Search the material for the string "rough", then return every line where it is found.
%%
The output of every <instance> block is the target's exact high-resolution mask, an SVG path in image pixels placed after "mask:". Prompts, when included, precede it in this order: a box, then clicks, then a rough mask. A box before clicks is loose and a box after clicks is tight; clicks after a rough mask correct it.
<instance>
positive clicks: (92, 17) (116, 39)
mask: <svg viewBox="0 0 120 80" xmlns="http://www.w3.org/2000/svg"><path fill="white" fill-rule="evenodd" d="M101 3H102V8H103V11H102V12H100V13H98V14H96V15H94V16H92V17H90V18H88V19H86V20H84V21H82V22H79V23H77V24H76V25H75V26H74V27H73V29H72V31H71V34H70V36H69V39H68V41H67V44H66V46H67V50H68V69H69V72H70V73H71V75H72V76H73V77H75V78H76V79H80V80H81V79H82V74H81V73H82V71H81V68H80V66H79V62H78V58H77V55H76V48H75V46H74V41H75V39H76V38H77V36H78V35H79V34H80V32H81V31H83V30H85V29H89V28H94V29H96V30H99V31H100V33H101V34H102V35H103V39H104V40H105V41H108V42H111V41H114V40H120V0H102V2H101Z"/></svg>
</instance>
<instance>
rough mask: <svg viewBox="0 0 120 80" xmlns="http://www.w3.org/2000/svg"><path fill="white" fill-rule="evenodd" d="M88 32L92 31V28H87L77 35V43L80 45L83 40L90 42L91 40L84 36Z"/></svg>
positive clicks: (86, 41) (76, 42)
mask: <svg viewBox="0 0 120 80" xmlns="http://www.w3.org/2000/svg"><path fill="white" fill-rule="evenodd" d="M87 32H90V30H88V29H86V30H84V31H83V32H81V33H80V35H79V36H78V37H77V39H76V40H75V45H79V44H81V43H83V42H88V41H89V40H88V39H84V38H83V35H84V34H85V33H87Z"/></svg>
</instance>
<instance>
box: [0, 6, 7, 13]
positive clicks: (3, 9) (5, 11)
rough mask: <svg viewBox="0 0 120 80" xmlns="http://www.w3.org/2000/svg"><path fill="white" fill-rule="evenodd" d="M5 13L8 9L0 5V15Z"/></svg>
%%
__Answer for the task__:
The output of every <instance> block is the target's exact high-resolution mask, an SVG path in image pixels placed after "mask:". Prompts, when included, precede it in this order: a box, then clicks, then a rough mask. A box before clicks is loose and a box after clicks is tight; clicks after a rough mask correct it.
rough mask: <svg viewBox="0 0 120 80" xmlns="http://www.w3.org/2000/svg"><path fill="white" fill-rule="evenodd" d="M88 32L92 31V28H87L77 35V43L80 45L83 40L90 42L91 40L84 36Z"/></svg>
rough mask: <svg viewBox="0 0 120 80" xmlns="http://www.w3.org/2000/svg"><path fill="white" fill-rule="evenodd" d="M5 13L8 9L0 5V15Z"/></svg>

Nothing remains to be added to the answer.